Document section:
- - - - -

UNCLAS SECTION 01 OF 02 LONDON 002834

SIPDIS

SENSITIVE
SIPDIS

STATE IO/T FOR LAURENCE TOBEY
L-OES FOR J. ASHLEY ROACH
AF/E FOR N GAREY

E.O. 12958: N/A
TAGS: MARR MOPS SO UK
SUBJECT: INTERNATIONAL MARITIME ORG SEEKS UNSC SUPPORT ON
SOMALIA PIRACY

REF: LONDON 02302

1. (SBU) International Maritime Organization
Secretary General Mitropoulos sent a letter on July 18

SIPDIS
to Ambassador Tuttle expressing appreciation for the
USG support at the last IMO Council meeting to address
the worsening situation of piracy and armed robbery
against ships in the waters off the coast of Somalia
(reftel). The IMO SecGen's letter also requests
further support when the matter comes up for debate at
the UN Security Council. Text of letter at para 2.

2. (U) Text of July 18, 2007 letter from IMO
Secretary General Mitropoulos to Ambassador Tuttle:

SIPDIS

18 July 2007

Excellency,

I have the honour to refer to the worsening situation
of piracy and armed robbery against ships in the
waters off the coast of Somalia and address you in the
context of a recent request of the IMO Council that
the matter be brought to the attention of the United
Nations Security Council.

By way of background, I would mention that, upon the
instruction of the IMO Assembly, this matter was first
brought to the attention of the Security Council in
November 2005 (resolution A.979(24) refers, copy
attached). Subsequently, the President of the
Security Council issued a Statement dated 15 March
2006 (document S/PRST/2006/11 refers - in particular,
the 11th paragraph thereof, copy attached), which must
have certainly played a positive role in the notable
reduction of such attacks in the past year.

- - - - -

Stored data
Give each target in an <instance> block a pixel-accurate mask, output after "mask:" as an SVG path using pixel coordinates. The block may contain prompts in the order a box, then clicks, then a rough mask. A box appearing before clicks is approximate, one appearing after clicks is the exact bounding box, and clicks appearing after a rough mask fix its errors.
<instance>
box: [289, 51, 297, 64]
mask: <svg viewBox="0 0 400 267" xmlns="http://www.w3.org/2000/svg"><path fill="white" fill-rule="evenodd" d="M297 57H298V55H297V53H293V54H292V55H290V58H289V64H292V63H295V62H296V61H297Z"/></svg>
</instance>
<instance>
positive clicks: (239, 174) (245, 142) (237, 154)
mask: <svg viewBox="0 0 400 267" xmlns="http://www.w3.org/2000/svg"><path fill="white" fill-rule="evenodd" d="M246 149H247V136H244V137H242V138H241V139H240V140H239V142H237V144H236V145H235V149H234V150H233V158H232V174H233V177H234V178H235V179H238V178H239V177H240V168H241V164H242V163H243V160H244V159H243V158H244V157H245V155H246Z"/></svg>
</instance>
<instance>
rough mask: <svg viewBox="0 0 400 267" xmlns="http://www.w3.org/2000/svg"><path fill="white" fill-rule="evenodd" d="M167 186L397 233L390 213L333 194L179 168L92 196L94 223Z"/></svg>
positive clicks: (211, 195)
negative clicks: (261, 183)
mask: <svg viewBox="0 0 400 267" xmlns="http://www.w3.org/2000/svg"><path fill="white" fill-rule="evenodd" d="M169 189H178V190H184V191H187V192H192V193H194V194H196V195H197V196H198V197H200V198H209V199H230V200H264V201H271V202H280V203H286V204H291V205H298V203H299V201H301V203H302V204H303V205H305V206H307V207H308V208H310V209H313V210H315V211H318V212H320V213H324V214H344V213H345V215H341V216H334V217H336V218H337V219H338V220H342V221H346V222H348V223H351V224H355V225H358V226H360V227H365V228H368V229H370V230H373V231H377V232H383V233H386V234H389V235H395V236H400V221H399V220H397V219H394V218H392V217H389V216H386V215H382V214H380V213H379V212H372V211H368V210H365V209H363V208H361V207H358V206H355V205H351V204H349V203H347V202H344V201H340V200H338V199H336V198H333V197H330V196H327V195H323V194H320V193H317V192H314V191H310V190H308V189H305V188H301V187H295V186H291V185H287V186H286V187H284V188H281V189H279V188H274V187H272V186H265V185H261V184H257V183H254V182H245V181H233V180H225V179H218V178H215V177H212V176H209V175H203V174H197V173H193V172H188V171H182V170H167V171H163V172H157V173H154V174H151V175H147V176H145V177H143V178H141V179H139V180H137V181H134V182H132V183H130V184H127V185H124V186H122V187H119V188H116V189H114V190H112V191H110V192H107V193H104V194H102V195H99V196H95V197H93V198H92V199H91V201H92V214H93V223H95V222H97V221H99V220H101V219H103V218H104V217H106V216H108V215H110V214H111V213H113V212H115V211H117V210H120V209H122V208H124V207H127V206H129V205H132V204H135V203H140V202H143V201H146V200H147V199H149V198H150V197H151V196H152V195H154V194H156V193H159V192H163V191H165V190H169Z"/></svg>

- - - - -

Study questions:
1 – Using the cable on Somalia piracy, decide whether each statement agrees with it: (a) the IMO Secretary General's letter was sent on July 18; (b) the piracy matter was first brought to the Security Council's attention in March 2006; (c) the President of the Security Council issued a Statement dated 15 March 2006. Answer yes or no for each and quote the deciding words.
2 – Please retype the passage of the cable on Somalia piracy between "I have the honour" and "Nations Security Council.", inclusive.

List of answers:
1 –
(a) Yes: "sent a letter on July 18"
(b) No: "first brought to the attention of the Security Council in November 2005"
(c) Yes: "issued a Statement dated 15 March 2006"

2 –
I have the honour to refer to the worsening situation
of piracy and armed robbery against ships in the
waters off the coast of Somalia and address you in the
context of a recent request of the IMO Council that
the matter be brought to the attention of the United
Nations Security Council.